Exercise goal »
List every line of the rows below that contains the string "horse", matching case exactly.

<<<<

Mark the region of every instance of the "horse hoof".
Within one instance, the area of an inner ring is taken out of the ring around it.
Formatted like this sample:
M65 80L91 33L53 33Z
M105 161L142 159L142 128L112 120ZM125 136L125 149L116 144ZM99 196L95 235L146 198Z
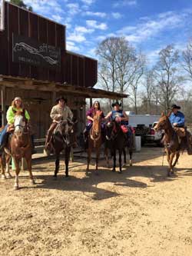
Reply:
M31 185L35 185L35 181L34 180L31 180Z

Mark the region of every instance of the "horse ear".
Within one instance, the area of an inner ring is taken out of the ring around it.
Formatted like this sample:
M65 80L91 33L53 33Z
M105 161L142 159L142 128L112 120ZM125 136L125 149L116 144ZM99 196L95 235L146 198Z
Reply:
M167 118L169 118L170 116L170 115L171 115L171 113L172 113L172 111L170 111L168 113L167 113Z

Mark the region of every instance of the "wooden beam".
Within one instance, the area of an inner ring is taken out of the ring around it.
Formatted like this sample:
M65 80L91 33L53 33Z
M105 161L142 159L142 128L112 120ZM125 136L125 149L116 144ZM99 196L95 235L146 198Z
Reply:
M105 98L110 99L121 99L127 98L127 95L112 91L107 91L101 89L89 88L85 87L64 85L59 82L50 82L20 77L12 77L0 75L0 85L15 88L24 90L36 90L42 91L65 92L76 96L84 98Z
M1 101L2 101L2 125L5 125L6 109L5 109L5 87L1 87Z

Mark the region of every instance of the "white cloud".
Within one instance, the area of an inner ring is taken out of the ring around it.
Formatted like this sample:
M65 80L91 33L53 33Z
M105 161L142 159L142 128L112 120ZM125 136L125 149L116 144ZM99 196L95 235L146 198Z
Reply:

>>>>
<<<<

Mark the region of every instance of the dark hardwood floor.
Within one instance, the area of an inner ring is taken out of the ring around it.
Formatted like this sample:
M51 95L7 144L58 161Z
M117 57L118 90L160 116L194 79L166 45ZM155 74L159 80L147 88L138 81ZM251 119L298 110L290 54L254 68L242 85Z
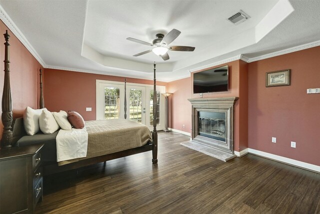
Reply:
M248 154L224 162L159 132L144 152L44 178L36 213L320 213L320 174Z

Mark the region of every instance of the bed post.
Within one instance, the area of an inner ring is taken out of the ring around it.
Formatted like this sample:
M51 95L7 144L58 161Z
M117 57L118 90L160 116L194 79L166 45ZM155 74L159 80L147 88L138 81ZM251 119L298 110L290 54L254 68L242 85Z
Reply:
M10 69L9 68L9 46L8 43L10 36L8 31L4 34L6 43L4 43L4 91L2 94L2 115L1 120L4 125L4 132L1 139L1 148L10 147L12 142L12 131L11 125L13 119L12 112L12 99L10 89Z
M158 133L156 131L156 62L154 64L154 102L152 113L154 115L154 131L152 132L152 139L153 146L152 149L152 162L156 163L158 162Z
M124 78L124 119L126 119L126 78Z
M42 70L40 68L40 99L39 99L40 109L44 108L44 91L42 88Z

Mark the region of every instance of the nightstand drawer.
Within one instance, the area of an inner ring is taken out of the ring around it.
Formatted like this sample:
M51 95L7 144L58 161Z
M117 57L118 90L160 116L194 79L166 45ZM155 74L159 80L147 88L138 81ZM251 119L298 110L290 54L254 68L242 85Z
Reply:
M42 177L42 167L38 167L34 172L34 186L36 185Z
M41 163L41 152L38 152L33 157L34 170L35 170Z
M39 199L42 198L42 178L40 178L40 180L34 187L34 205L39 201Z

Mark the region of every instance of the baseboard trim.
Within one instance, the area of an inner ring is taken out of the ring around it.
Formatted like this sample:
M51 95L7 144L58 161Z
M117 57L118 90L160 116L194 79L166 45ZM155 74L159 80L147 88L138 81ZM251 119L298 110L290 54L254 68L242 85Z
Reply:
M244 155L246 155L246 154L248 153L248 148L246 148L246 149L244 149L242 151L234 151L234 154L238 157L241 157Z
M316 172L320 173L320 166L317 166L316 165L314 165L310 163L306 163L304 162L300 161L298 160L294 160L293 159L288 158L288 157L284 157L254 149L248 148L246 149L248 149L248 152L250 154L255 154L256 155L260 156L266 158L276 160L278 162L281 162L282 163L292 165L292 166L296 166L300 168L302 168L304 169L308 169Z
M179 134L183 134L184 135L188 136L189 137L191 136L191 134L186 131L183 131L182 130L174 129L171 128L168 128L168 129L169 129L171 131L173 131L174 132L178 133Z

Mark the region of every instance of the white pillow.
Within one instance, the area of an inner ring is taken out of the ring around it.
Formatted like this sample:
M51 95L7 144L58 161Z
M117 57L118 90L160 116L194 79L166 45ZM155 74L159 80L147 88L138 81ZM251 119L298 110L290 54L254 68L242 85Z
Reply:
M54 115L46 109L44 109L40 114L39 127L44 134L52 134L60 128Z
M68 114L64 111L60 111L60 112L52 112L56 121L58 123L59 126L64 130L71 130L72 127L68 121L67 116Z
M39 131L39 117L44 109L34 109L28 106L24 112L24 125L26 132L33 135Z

>>>>

Answer to this task »
Mark the region of every instance of the "horse hoof".
Mark the region of every instance of the "horse ear".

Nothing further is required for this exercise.